───── Material for the task
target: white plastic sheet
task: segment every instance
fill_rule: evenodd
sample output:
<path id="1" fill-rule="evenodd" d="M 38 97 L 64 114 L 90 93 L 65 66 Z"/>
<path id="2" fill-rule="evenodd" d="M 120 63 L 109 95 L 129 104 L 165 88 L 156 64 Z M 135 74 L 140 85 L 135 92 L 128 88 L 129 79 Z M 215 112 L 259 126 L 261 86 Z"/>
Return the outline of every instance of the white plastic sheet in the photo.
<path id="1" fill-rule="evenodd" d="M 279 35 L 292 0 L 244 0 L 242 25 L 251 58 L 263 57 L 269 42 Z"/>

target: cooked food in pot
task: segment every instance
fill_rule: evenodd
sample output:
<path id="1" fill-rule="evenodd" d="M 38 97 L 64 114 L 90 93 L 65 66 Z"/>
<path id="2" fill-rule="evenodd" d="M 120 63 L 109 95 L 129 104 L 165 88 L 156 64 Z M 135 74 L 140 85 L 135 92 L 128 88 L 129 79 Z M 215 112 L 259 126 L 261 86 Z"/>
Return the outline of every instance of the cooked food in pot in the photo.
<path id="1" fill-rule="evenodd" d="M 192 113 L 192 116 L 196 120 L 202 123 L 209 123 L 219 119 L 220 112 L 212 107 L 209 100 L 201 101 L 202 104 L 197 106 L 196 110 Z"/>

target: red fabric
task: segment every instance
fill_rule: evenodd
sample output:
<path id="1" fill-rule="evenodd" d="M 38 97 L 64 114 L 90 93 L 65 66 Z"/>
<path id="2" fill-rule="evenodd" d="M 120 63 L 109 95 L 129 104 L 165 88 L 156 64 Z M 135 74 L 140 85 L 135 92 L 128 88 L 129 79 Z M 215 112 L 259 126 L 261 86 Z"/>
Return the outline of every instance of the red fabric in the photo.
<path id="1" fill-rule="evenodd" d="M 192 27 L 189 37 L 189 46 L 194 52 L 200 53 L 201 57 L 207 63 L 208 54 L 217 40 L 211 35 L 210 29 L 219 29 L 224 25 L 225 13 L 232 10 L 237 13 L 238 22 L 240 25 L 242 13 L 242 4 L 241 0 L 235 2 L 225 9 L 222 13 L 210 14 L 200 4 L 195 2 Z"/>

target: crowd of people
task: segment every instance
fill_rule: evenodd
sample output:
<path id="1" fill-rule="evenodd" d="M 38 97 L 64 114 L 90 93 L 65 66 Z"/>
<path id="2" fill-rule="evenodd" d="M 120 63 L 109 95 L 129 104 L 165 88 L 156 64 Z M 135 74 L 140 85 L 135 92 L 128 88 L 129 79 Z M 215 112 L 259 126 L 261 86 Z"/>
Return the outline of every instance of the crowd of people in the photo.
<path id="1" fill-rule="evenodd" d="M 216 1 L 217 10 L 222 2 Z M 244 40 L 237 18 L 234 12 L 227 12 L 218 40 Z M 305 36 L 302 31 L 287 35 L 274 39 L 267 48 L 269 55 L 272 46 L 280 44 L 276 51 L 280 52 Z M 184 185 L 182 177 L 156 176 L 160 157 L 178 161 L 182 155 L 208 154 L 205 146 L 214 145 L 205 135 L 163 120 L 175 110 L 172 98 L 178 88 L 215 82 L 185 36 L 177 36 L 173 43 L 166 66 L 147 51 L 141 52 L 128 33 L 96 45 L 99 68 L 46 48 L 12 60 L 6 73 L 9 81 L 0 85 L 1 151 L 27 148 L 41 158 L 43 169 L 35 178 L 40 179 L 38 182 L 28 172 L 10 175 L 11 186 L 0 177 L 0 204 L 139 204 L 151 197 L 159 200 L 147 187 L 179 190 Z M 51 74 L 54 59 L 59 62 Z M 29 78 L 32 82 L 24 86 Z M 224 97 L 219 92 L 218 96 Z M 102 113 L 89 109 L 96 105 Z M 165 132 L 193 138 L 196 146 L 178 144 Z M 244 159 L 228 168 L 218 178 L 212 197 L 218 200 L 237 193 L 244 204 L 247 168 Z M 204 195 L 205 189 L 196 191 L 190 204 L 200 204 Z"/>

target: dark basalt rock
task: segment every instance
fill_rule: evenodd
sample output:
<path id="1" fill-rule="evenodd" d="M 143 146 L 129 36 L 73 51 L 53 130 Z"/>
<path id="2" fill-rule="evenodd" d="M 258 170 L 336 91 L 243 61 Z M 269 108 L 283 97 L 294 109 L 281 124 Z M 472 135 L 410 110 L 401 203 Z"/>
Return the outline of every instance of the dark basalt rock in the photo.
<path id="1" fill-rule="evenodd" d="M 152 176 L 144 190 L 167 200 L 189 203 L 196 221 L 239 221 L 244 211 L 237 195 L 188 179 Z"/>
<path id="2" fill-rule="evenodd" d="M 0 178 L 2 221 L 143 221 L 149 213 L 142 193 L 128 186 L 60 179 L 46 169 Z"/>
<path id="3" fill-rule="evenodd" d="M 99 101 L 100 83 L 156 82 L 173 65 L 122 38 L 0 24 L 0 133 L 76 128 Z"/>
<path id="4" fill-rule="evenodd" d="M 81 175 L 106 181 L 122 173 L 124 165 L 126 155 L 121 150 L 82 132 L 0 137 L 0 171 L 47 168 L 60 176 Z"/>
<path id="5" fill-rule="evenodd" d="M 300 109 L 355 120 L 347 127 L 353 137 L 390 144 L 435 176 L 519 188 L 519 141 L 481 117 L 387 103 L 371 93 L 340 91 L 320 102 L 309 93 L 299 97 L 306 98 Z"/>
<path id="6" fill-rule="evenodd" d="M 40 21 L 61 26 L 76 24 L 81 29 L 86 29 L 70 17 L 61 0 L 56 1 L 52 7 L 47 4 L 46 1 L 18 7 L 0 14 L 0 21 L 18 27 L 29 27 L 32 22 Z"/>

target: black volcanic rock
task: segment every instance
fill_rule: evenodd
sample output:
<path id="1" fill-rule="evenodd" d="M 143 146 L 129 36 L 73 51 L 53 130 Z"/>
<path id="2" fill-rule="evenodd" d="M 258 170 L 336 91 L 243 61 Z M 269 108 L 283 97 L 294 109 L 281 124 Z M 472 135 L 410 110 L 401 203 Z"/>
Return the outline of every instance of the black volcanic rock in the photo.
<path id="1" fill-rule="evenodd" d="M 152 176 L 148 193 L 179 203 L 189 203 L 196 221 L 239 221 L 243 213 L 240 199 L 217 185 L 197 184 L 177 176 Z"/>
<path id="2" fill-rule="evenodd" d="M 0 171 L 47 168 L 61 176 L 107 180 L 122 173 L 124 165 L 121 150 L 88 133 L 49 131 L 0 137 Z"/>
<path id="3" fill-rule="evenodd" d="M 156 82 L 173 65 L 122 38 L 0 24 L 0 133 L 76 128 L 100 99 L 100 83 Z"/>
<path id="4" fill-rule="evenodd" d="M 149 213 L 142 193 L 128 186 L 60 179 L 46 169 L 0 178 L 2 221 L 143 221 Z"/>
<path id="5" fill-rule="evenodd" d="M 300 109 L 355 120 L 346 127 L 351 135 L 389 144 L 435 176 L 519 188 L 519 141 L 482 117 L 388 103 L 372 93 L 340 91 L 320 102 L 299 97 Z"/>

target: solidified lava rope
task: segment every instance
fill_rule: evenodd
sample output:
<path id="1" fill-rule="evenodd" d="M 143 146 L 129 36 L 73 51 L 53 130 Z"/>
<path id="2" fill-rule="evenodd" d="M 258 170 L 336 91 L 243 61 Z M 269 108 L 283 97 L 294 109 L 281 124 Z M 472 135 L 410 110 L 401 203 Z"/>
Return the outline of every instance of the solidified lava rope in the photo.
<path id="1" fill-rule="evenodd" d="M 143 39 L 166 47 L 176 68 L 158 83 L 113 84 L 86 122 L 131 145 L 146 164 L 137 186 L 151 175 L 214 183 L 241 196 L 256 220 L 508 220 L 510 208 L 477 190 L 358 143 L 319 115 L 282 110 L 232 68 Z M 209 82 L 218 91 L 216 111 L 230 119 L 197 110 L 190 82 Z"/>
──────────
* Task details *
From the "target: solidified lava rope" line to the close of the listing, restate each line word for word.

* Worked answer *
target: solidified lava rope
task: segment every instance
fill_rule: evenodd
sample output:
<path id="1" fill-rule="evenodd" d="M 143 146 L 129 36 L 73 51 L 53 130 Z"/>
<path id="2" fill-rule="evenodd" d="M 258 170 L 336 91 L 243 61 Z M 269 108 L 283 97 L 294 109 L 281 124 Z M 472 135 L 410 110 L 401 203 Z"/>
Return the outline of every instance of the solidified lava rope in the photo.
<path id="1" fill-rule="evenodd" d="M 143 39 L 166 47 L 176 68 L 158 83 L 113 84 L 86 122 L 131 145 L 146 164 L 137 186 L 151 175 L 214 183 L 241 196 L 256 220 L 508 220 L 510 208 L 477 190 L 358 143 L 319 115 L 282 110 L 232 68 Z M 209 82 L 218 91 L 216 111 L 230 119 L 197 110 L 190 82 Z"/>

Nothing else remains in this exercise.